Required work: Reproduce the stretch of the listing from the line containing "like [569, 156]." through the end of the listing, keeping every line. Shift each answer point by adding 100 to both of its coordinates.

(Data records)
'''
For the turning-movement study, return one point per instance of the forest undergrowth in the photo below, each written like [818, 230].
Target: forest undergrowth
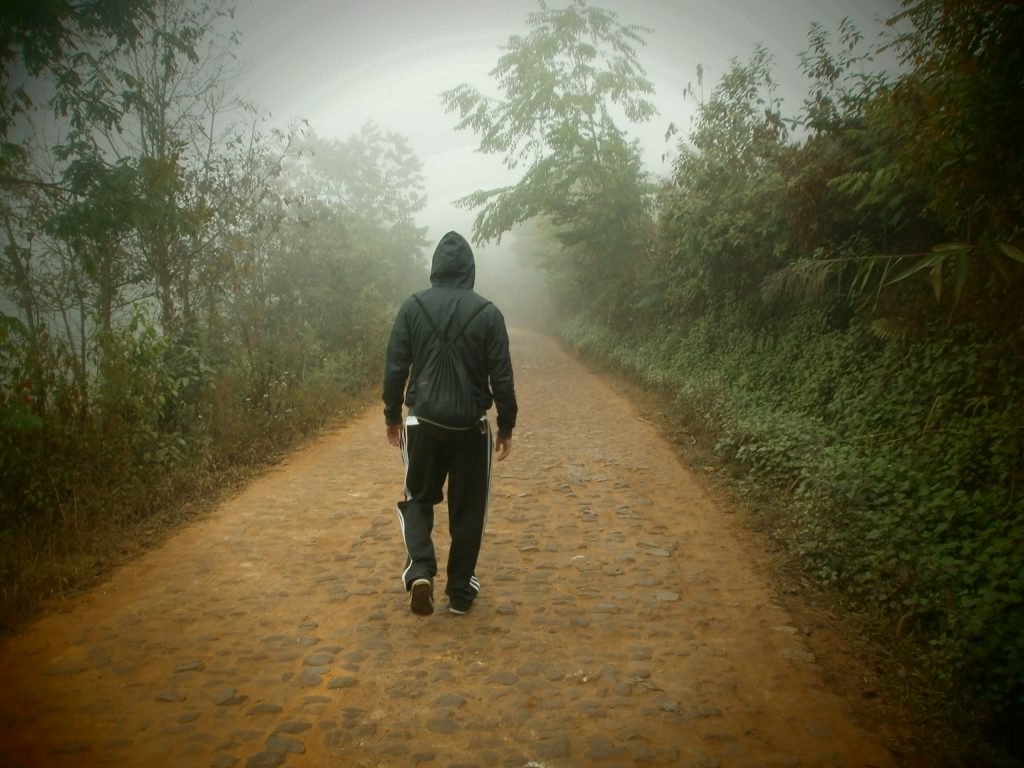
[856, 536]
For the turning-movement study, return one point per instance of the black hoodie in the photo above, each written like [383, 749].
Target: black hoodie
[483, 346]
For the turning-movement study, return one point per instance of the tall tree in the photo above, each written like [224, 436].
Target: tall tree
[563, 86]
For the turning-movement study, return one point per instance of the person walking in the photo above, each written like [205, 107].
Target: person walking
[451, 347]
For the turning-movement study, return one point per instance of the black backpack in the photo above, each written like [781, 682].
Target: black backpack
[443, 391]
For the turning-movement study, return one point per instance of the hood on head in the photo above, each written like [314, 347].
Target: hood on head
[453, 264]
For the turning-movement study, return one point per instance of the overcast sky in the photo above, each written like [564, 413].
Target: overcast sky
[339, 64]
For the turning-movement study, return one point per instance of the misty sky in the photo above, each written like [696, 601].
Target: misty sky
[341, 62]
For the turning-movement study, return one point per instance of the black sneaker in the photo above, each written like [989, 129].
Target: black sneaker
[422, 600]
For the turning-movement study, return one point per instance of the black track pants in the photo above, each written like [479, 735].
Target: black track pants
[463, 460]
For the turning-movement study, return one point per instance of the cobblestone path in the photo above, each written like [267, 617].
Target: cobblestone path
[622, 622]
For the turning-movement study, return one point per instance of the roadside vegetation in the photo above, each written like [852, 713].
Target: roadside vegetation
[184, 293]
[830, 293]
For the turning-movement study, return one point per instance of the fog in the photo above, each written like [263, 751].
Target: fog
[339, 65]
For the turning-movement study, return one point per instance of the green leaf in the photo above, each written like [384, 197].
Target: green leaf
[1012, 252]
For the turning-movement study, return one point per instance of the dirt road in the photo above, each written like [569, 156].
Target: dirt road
[622, 622]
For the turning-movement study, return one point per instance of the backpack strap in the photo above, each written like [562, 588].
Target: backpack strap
[437, 331]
'''
Result for this exercise:
For the turning-movement study, return one point per instance of the dirt road in the photo above, each written like [569, 156].
Target: dirt road
[722, 722]
For the turning-movement study, return one point per instance of the backpack strap in the photo above, each written like [562, 588].
Target: backpack strap
[537, 431]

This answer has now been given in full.